Goal:
Extract each line of the material that contains the string "target", treating uppercase and lowercase letters as distinct.

(Contour labeling records)

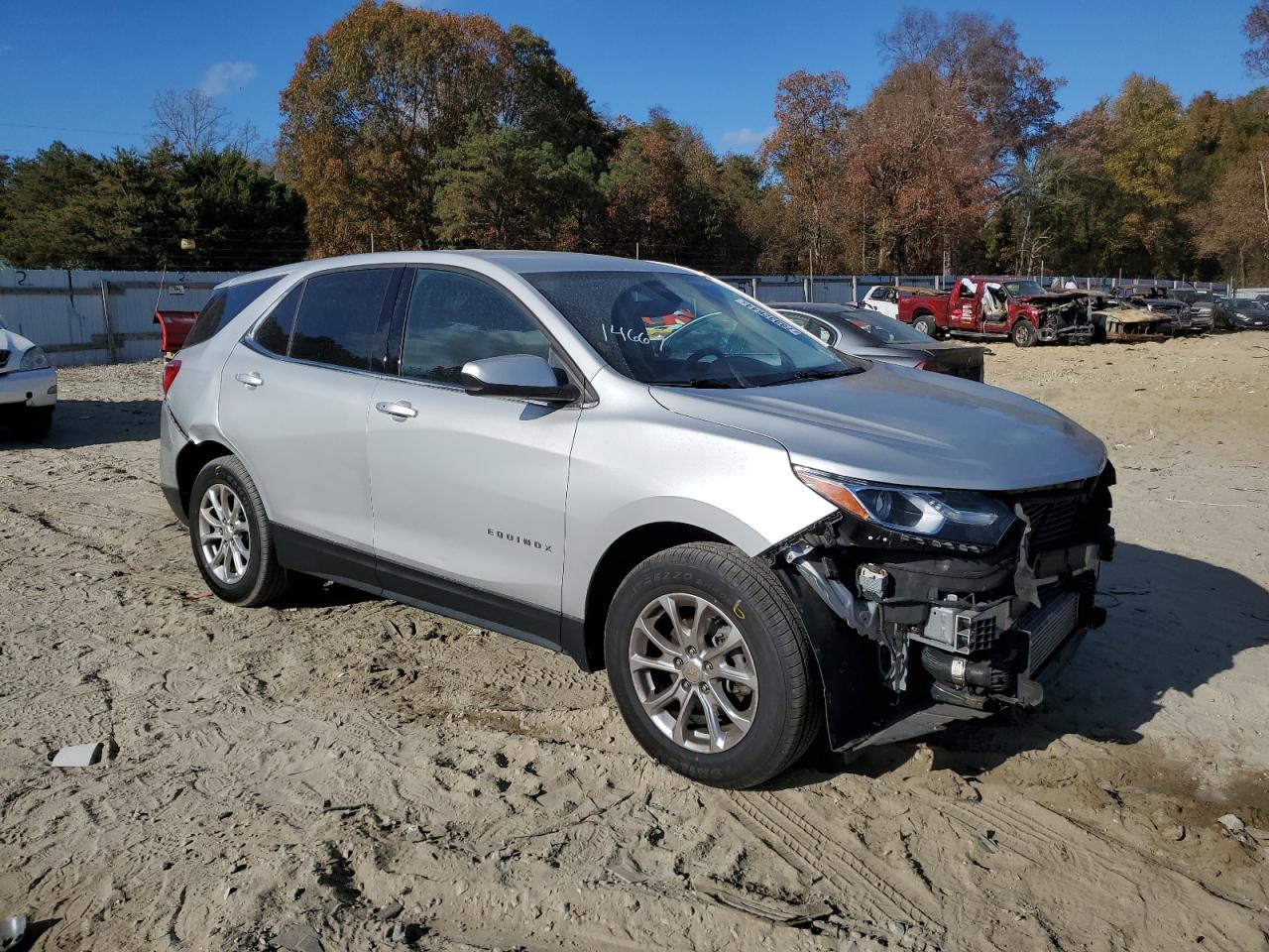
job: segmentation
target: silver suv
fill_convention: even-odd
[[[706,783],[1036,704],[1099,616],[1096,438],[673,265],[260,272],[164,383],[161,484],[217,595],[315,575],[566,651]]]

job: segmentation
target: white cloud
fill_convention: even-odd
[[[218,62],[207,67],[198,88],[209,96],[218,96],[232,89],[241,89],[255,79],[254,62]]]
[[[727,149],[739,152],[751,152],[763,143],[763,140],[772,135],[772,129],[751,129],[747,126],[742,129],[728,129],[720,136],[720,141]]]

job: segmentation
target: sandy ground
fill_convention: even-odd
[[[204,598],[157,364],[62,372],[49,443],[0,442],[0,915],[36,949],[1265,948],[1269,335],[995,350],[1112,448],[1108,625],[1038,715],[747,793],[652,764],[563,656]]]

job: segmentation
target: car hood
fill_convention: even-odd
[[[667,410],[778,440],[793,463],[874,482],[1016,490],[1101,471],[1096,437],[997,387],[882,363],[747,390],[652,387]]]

The completed task:
target: silver suv
target: white cloud
target: sandy ground
target: car hood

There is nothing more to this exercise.